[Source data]
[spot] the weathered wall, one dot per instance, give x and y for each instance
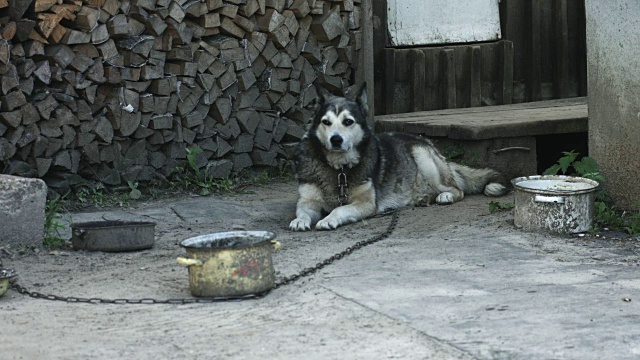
(117, 90)
(613, 63)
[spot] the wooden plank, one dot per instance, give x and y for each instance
(533, 79)
(507, 72)
(417, 81)
(494, 122)
(448, 78)
(561, 73)
(475, 66)
(577, 101)
(390, 80)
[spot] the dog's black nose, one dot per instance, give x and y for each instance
(336, 140)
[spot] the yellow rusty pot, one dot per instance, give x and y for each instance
(5, 276)
(232, 263)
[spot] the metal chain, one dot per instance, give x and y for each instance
(343, 197)
(284, 281)
(360, 244)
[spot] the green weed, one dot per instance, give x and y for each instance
(94, 196)
(52, 224)
(607, 215)
(188, 178)
(496, 206)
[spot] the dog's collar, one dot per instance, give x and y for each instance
(343, 196)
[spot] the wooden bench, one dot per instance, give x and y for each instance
(502, 137)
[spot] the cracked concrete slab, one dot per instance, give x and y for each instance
(452, 282)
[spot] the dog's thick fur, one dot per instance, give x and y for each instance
(384, 172)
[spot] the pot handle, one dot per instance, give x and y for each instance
(189, 262)
(550, 199)
(276, 245)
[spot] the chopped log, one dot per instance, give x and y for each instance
(329, 26)
(48, 22)
(61, 54)
(43, 5)
(270, 21)
(75, 37)
(229, 27)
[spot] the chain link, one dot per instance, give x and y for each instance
(200, 300)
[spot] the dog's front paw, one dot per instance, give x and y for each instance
(300, 224)
(328, 223)
(445, 198)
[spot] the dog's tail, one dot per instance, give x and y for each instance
(476, 181)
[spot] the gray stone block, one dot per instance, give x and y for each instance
(22, 204)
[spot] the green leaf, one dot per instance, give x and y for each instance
(135, 194)
(586, 166)
(567, 160)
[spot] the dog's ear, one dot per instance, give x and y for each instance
(323, 94)
(362, 100)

▸ ASSIGNMENT
Give all the entries again exactly, dropping each picture.

▸ SOLVED PROBLEM
[spot] the weathered wall, one dot per instance, give x and y for each instance
(117, 90)
(613, 63)
[spot] the wooden plank, one dot per instance, give x and y for each instance
(533, 79)
(507, 72)
(417, 81)
(494, 122)
(448, 78)
(561, 73)
(475, 66)
(577, 101)
(390, 80)
[spot] the dog's black nose, one dot per instance, give x and y for each instance
(336, 140)
[spot] the yellow rusty pot, one dot per instance, give x and y for each instance
(5, 276)
(232, 263)
[spot] the metal chain, one dot per instance, give x and y for each instance
(343, 197)
(284, 281)
(360, 244)
[spot] the green weed, one dot per instance, give x and y for each instance
(94, 196)
(52, 224)
(607, 215)
(188, 178)
(496, 206)
[spot] the dog's collar, one dot per instance, give x and y for each instance
(343, 196)
[spot] the wooden bench, one dot per instance, give x and y for each instance
(502, 137)
[spot] the cracked concrete slab, one dot per instance, give x and y for each instance
(452, 282)
[spot] the dog's thick fur, one dot per instance, give x and y for each instance
(384, 172)
[spot] the pot handle, one dot per instance, give x and y for each instance
(189, 262)
(550, 199)
(276, 245)
[spot] the chopped log, one dot per instance, give x and y for each instance
(329, 26)
(48, 22)
(61, 54)
(43, 5)
(270, 21)
(75, 37)
(229, 27)
[spot] the chain link, one dot per instance, give x and y for each instance
(200, 300)
[spot] the dog's front paw, one dot per instance, give x and y for each instance
(300, 224)
(328, 223)
(445, 198)
[spot] the dog's tail, one dot per instance, give x and y for each instance
(476, 181)
[spot] the gray stone block, one dot per instance, give x and y for each instance
(22, 204)
[spot] the green leaf, one dot per instance, give x and y for each instance
(135, 194)
(586, 166)
(567, 160)
[spot] the dog's ear, one dot per instance, give x and y for each instance
(323, 94)
(362, 100)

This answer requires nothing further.